# R34 4 door, spark plug help



## Niva (Jul 17, 2006)

Ok, my friend has a r34 turbo 4 door skyline, the car seems to be lagging sometimes, well nearly all the time, sometimes it actually moves its ass but other times its just anoying. He has recently put platnum spark plugs in, now could this be the problem? could the gaps be wrong? either way he gonna let me borrow it for the night if i change his plugs for free so basicly i just want to know what plugs should i put in, and what shoudl the gaps be set at, the car misfires awfully when he gives it some so im guessing his plugs are the problem. what do i have to do to get at the plugs? what needs to be removed and any hints and tips so i can get it done ASAP, Thanx in advance, James


----------



## skylineimports (Dec 23, 2005)

NGK BKR7EIX


----------



## Truman (Jul 30, 2006)

I picked up my R32 a few days ago. Had the same problem, stomp on the throttle and let the turbo spool and then it'll start to sputter around 3000-4000 rpm. Now it sounded so much like a misfire to me as well. so i put a set of NGK double plat plugs in. Fuel injector cleaner, air filter and 94 gas. It helped the problem drastically but i still have the odd sputter at 5000ish. 

End result is im thinking there may be something wrong with an injector, the coils or a sensor.


----------



## skylineimports (Dec 23, 2005)

have you had your ignition timing changed for the poor 94 ctane fuel?? If not get it done asap and get some decnt engine management on the car for correct setup.


----------



## Truman (Jul 30, 2006)

skylineimports said:


> have you had your ignition timing changed for the poor 94 ctane fuel?? If not get it done asap and get some decnt engine management on the car for correct setup.


Now im really new to all that is Skyline. I know that in Japan good gas is 100 correct? now with Canada's bein 94 that is hard on the motor? and how would i go about correcting the time to compensate for the change?

• _Directions_:
- 1) Rewrite the part of the spark plug thread starting at "I picked up" and ending at "sputter at 5000ish.", with "sputter" swapped for "stutter".
- 2) In the spark plug thread, which spark plug does skylineimports recommend?

(Point-based annotation data)
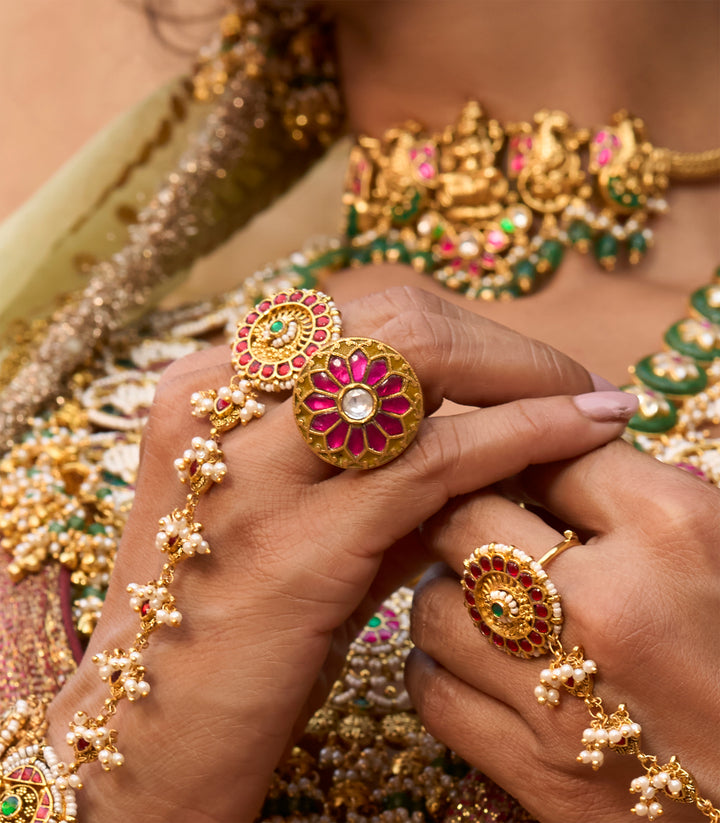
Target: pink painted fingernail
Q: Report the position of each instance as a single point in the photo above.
(601, 384)
(607, 406)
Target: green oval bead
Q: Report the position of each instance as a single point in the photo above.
(579, 234)
(606, 248)
(666, 385)
(674, 339)
(699, 300)
(551, 255)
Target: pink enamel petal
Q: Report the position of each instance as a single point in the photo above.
(390, 425)
(336, 438)
(377, 370)
(323, 381)
(356, 442)
(395, 405)
(323, 422)
(358, 364)
(317, 402)
(390, 386)
(376, 439)
(338, 369)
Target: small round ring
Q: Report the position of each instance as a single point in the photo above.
(358, 403)
(510, 598)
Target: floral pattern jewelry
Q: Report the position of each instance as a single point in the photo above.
(358, 403)
(503, 588)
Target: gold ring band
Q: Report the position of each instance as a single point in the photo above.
(570, 539)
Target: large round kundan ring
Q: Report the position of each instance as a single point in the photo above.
(358, 403)
(510, 598)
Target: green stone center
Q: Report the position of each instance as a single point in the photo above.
(10, 805)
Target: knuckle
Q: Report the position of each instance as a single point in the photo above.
(561, 372)
(424, 606)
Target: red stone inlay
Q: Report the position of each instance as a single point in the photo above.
(356, 442)
(390, 425)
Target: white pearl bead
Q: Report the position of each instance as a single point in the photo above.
(654, 810)
(660, 780)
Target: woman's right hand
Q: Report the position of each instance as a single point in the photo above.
(303, 554)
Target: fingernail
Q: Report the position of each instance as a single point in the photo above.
(601, 384)
(607, 406)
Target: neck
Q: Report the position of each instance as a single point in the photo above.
(422, 59)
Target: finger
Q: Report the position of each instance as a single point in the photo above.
(455, 455)
(460, 355)
(441, 628)
(484, 517)
(601, 491)
(537, 763)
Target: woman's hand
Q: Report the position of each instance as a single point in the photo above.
(303, 554)
(642, 597)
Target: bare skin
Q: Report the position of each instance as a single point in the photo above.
(423, 60)
(226, 722)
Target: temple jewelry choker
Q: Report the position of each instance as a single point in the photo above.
(489, 210)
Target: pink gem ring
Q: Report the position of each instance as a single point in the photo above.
(510, 598)
(358, 403)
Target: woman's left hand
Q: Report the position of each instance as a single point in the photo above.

• _Outputs in order_:
- 1)
I picked up my R32 a few days ago. Had the same problem, stomp on the throttle and let the turbo spool and then it'll start to stutter around 3000-4000 rpm. Now it sounded so much like a misfire to me as well. so i put a set of NGK double plat plugs in. Fuel injector cleaner, air filter and 94 gas. It helped the problem drastically but i still have the odd stutter at 5000ish.

- 2) NGK BKR7EIX